_What you have to do_:
Exactly and only the lines from the one with "locate the church spire in the photo above" through the end of the listing are to be transcribed, both ends included.

_Dataset excerpts_:

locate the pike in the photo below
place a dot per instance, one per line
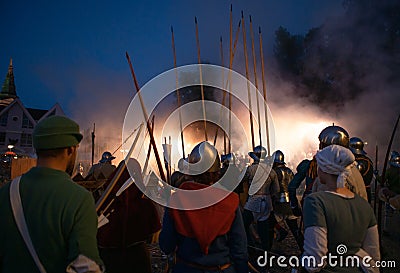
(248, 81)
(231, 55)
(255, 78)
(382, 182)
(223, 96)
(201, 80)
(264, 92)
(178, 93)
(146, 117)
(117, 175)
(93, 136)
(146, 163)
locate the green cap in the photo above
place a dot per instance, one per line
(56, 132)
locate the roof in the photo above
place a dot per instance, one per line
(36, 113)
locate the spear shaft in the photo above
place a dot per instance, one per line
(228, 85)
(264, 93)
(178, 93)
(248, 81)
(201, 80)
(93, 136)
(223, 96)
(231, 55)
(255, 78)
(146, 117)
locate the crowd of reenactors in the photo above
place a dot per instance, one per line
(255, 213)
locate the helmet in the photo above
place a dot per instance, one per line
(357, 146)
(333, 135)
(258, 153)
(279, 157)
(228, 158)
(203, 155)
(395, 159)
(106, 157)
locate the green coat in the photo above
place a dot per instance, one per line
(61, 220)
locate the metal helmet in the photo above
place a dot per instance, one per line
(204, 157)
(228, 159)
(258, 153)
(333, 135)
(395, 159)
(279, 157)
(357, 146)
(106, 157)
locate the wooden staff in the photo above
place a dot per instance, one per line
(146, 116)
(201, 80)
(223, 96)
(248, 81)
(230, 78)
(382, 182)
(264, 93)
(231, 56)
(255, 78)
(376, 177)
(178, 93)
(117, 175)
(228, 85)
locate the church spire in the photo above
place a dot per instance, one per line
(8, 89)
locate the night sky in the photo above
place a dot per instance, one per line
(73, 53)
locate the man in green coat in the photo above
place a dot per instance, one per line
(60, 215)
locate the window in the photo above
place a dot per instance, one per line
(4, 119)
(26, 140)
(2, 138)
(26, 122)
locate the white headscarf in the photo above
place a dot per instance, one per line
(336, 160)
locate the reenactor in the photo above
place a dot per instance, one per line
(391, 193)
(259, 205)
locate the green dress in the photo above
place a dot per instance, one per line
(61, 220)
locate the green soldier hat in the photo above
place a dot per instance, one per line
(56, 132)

_Output for this exercise_:
locate the church spire in the photo above
place a dot per instance, one per line
(8, 89)
locate the night sky in the photo above
place a dot per instance, one per line
(73, 53)
locate the man in green coat in the photo above
place a dot per instance, one per line
(60, 215)
locate the window in the photo above
place a dot per instance, one per line
(4, 119)
(26, 140)
(2, 138)
(26, 122)
locate the white headscarf in the photo above
place a dot per instance, one per line
(336, 160)
locate the reenactor in the photo above
place a dot per instance, one per line
(391, 193)
(259, 205)
locate the green dress in the photo above
place a dot per instance, one per line
(61, 220)
locate the green soldier hat in the photo above
place a dot per instance, one per line
(56, 132)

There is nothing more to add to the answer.